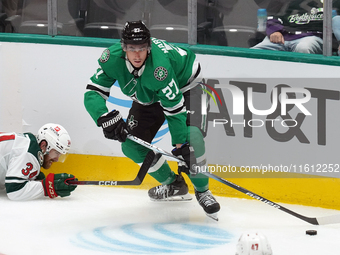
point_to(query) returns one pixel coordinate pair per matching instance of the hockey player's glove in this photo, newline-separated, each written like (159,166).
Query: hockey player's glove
(114,127)
(188,154)
(55,185)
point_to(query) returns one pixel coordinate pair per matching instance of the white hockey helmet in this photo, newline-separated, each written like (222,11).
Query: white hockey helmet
(253,244)
(56,137)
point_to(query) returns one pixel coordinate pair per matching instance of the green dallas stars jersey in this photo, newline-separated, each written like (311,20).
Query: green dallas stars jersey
(165,76)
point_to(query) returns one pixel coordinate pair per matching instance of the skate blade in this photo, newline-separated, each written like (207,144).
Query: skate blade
(186,197)
(213,216)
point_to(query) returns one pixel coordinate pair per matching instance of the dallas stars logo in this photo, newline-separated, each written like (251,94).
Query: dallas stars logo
(160,73)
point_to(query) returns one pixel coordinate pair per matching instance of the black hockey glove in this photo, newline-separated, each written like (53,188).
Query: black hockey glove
(187,153)
(114,127)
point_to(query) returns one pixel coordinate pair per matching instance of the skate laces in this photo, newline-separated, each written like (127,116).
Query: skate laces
(206,198)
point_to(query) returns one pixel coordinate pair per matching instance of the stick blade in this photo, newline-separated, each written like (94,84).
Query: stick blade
(142,171)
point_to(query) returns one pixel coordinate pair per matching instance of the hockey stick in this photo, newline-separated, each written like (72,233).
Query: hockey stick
(333,219)
(137,181)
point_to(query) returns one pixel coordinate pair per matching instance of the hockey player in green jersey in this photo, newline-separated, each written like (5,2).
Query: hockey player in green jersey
(22,156)
(162,81)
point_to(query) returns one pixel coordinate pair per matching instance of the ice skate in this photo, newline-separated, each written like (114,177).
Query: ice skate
(209,203)
(175,191)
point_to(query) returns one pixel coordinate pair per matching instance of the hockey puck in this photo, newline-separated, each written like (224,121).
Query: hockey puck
(311,232)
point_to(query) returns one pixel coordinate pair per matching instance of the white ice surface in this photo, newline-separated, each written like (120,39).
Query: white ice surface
(100,220)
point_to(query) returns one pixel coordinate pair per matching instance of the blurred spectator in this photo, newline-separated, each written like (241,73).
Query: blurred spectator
(297,27)
(10,7)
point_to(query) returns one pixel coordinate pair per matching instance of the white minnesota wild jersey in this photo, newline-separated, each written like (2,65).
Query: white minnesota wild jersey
(20,162)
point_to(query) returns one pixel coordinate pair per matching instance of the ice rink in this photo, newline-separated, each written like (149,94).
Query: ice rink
(102,220)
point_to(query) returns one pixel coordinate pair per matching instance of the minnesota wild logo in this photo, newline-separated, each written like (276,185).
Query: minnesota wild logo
(105,56)
(160,73)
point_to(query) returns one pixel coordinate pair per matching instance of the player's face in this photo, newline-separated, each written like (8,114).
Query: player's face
(50,158)
(136,54)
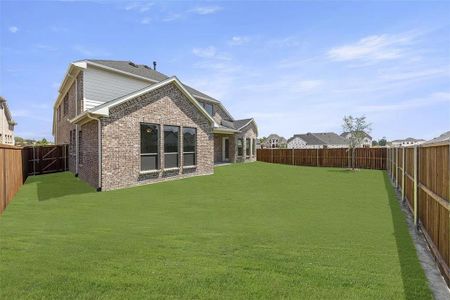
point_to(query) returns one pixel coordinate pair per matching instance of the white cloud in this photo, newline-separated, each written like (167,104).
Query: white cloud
(205,10)
(45,47)
(307,85)
(13,29)
(434,98)
(172,17)
(415,74)
(373,48)
(140,6)
(285,42)
(210,53)
(238,40)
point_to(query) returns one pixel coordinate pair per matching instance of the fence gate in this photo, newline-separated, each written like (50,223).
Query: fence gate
(47,159)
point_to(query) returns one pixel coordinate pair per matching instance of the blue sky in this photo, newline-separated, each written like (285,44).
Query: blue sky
(295,67)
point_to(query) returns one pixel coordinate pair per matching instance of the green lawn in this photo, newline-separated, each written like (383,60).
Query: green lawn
(248,231)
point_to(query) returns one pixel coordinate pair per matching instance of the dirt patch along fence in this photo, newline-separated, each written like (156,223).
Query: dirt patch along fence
(422,175)
(17,163)
(365,158)
(13,173)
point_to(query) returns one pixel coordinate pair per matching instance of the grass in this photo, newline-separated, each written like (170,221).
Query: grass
(248,231)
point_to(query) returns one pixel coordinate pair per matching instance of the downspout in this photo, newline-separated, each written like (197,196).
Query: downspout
(99,138)
(76,128)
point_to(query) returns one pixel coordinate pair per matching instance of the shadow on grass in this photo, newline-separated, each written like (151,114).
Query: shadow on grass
(57,185)
(413,277)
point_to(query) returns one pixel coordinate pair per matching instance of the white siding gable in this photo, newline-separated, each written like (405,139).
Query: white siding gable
(296,143)
(101,86)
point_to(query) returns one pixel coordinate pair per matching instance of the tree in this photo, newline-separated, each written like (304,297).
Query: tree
(382,142)
(357,127)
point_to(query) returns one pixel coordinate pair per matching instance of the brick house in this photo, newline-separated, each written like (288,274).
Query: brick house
(127,124)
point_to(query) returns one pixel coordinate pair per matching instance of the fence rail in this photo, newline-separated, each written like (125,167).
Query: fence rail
(365,158)
(17,163)
(422,175)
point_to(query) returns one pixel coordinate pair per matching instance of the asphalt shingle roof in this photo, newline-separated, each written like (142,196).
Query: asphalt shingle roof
(145,71)
(321,138)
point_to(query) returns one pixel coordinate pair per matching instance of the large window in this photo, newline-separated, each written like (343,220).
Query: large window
(171,142)
(189,146)
(149,147)
(240,147)
(247,147)
(253,147)
(208,107)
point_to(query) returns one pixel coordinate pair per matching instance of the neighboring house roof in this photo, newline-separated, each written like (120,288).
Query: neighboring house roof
(345,134)
(445,137)
(103,109)
(410,139)
(321,138)
(308,138)
(7,111)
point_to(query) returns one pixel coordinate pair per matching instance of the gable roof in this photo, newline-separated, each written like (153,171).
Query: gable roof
(321,138)
(146,72)
(7,111)
(409,139)
(344,134)
(309,138)
(445,137)
(103,109)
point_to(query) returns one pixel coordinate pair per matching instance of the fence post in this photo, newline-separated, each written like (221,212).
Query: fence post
(403,174)
(415,185)
(317,156)
(293,156)
(396,168)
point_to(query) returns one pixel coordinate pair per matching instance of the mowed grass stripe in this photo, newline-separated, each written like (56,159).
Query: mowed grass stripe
(248,231)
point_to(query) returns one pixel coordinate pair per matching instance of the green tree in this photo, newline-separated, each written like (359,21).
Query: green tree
(357,127)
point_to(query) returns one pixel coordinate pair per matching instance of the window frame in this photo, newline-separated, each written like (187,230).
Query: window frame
(158,144)
(66,105)
(190,152)
(240,147)
(253,147)
(171,153)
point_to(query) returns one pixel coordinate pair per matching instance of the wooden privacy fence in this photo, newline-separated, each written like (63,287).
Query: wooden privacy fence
(12,173)
(47,159)
(17,163)
(365,158)
(422,176)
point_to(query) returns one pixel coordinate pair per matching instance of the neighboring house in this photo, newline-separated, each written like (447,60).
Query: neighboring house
(407,142)
(366,142)
(127,124)
(6,124)
(274,141)
(443,138)
(317,140)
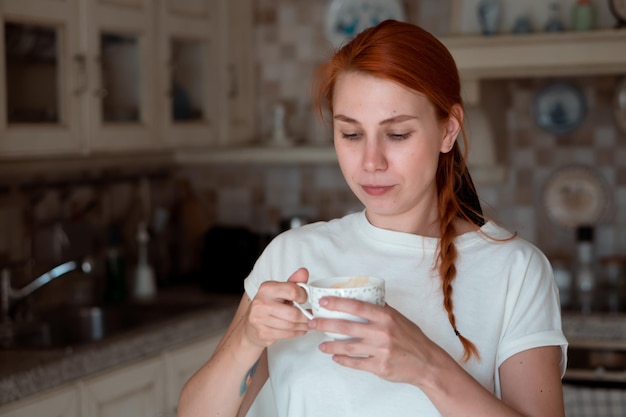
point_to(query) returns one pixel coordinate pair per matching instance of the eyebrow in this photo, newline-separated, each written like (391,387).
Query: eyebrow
(391,120)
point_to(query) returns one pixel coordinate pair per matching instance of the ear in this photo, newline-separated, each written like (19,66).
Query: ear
(452,127)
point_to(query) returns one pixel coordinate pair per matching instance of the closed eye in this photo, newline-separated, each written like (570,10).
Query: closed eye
(351,136)
(399,136)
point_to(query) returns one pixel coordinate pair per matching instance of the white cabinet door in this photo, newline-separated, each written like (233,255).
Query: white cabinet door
(182,363)
(187,67)
(57,403)
(42,78)
(240,72)
(132,391)
(121,57)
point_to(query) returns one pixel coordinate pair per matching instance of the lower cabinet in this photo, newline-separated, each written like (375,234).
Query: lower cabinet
(135,390)
(145,388)
(63,402)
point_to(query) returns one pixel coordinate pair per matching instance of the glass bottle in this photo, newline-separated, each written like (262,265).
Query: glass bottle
(585,277)
(554,23)
(583,15)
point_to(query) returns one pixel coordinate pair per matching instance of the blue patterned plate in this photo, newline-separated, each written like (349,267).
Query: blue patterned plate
(347,18)
(559,108)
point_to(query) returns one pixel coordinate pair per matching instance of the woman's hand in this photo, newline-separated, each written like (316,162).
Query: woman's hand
(389,345)
(271,315)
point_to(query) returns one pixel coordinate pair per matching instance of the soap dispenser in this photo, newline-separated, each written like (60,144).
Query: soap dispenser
(144,284)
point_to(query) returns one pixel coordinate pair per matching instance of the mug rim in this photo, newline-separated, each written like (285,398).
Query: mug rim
(374,282)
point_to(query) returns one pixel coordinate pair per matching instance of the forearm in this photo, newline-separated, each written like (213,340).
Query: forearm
(218,388)
(530,385)
(456,393)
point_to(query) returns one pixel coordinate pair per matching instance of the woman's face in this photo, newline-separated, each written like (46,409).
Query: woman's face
(388,141)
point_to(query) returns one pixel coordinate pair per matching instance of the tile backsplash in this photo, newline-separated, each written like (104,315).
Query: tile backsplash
(289,44)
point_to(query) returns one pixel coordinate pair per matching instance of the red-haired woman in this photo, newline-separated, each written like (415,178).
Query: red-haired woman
(472,321)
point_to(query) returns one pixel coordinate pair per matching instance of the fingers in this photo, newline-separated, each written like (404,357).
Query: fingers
(301,275)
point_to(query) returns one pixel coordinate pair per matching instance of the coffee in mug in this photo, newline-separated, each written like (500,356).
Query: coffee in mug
(364,288)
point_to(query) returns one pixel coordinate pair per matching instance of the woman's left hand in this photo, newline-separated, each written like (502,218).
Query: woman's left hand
(388,345)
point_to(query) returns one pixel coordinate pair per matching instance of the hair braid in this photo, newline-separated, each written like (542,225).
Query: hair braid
(449,209)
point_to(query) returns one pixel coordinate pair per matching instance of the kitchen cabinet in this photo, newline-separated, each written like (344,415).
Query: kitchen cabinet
(63,402)
(240,73)
(182,363)
(41,78)
(188,71)
(145,388)
(101,76)
(135,390)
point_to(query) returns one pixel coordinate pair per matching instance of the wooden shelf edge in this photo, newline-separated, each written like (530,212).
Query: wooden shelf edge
(258,154)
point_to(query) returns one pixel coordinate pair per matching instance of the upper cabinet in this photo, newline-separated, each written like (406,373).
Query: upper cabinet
(188,71)
(110,76)
(43,78)
(119,52)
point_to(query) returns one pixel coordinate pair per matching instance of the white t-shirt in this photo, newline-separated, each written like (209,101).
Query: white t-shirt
(505,302)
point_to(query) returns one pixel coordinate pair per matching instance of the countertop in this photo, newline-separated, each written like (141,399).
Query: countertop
(24,372)
(27,372)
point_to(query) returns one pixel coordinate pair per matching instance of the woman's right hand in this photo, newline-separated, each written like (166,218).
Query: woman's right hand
(271,315)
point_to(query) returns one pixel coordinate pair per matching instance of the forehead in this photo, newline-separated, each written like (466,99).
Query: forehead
(354,90)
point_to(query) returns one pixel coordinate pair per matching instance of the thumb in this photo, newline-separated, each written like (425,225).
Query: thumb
(301,275)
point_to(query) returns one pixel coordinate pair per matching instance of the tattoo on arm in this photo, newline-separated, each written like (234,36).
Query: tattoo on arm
(248,379)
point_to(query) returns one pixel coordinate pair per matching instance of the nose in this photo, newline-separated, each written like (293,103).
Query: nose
(374,158)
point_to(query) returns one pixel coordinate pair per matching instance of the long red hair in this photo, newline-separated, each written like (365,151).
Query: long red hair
(412,57)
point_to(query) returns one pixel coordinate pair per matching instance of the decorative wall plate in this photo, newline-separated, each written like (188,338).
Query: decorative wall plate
(575,195)
(347,18)
(559,108)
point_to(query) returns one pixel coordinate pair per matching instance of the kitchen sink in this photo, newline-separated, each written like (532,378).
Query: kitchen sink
(72,326)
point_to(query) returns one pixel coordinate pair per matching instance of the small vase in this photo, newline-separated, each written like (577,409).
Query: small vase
(489,16)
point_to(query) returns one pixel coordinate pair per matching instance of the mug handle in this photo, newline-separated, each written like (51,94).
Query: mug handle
(299,306)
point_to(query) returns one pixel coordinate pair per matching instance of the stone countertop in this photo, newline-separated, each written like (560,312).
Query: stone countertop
(25,372)
(599,329)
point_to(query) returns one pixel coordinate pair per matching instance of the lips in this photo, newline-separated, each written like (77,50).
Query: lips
(376,190)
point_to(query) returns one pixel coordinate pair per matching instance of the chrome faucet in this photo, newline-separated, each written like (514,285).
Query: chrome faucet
(8,293)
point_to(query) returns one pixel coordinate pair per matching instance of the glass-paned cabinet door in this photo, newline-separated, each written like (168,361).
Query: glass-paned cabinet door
(41,76)
(121,45)
(121,82)
(188,72)
(32,74)
(187,80)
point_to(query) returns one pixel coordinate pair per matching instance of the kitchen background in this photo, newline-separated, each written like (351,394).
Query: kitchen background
(204,203)
(53,208)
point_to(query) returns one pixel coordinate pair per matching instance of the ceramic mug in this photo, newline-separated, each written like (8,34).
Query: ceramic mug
(364,288)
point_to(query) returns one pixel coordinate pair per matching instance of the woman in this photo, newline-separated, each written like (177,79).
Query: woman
(472,322)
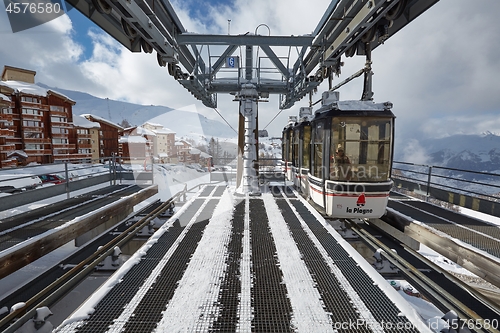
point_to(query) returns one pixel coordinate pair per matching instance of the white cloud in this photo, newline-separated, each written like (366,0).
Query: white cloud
(440,71)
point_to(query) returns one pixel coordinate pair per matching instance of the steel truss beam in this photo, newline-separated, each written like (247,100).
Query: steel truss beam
(344,29)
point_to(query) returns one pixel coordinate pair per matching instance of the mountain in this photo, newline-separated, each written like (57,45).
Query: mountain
(468,152)
(184,123)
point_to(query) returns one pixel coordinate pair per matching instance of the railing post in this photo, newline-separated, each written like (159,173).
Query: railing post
(66,174)
(110,173)
(429,175)
(113,157)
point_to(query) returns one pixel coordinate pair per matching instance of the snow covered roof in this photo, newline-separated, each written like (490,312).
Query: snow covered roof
(4,98)
(33,89)
(143,131)
(17,152)
(153,124)
(205,155)
(101,120)
(132,139)
(164,130)
(355,105)
(81,121)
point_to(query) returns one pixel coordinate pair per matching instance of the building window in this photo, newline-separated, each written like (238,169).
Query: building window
(32,111)
(59,130)
(58,119)
(30,123)
(56,108)
(59,141)
(29,99)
# # # # # # #
# Problem description
Given the listing above, repeat exactly the lines starting at the one with "Query: window frame" and ending at the one with "written like (375,234).", inclusive, excluding pictures.

# Answer for the task
Query: window frame
(158,144)
(66,105)
(190,152)
(240,147)
(253,147)
(171,153)
point_to(query) returns one pixel coordinate pair per matching instance of the wooden privacy fence in this photo, newline-separated, each written like (63,287).
Query: wooden privacy fence
(12,173)
(47,159)
(17,163)
(365,158)
(422,176)
point_to(query) returns one pixel coordinate pair per matching instance of the neighboring house in this photo, newline-separated, each written like (447,60).
Query: neighboring house
(407,142)
(366,142)
(127,124)
(6,124)
(274,141)
(443,138)
(317,140)
point_to(query) returns one pixel coordinate pair per matching instance of the eyebrow in this photo, newline-separated, each written like (391,387).
Query: eyebrow
(391,120)
point_to(query) returns one pixel coordinate pair per matching instance of the ear in this photo, newline-separated, each written like (19,66).
Query: ear
(452,127)
point_to(query) returns one pixel coordinate pair per matching instance of the closed eye in this photo, newline-separated, each written like (570,10).
Query: closed eye
(351,136)
(399,136)
point_to(query) returns one pixel coordinate pair per matching instance of the white cabinet door in this photo, newline-separated, each written like (233,255).
Query: white cabinet door
(182,363)
(187,67)
(57,403)
(42,78)
(240,72)
(132,391)
(121,57)
point_to(query) returns one pixel coordinate pair per matching instance of the lower cabinet in this photo, newline-separated, each written like (375,234).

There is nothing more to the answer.